■ DIRECTIONS FOR THIS TASK: Please replace "street lamp post" with "lamppost" throughout the records below, leaving everything else unchanged.

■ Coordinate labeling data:
# # # #
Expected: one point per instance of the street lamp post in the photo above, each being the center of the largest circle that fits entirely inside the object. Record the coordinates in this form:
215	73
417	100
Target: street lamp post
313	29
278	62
# # # #
■ RESULT OF THE TASK:
Expected: one point per instance of the lamppost in the photo above, each being the center of the largest circle that fits entirely inside the object. Record the coordinates in this form:
215	73
417	100
Target: lamppost
313	29
278	62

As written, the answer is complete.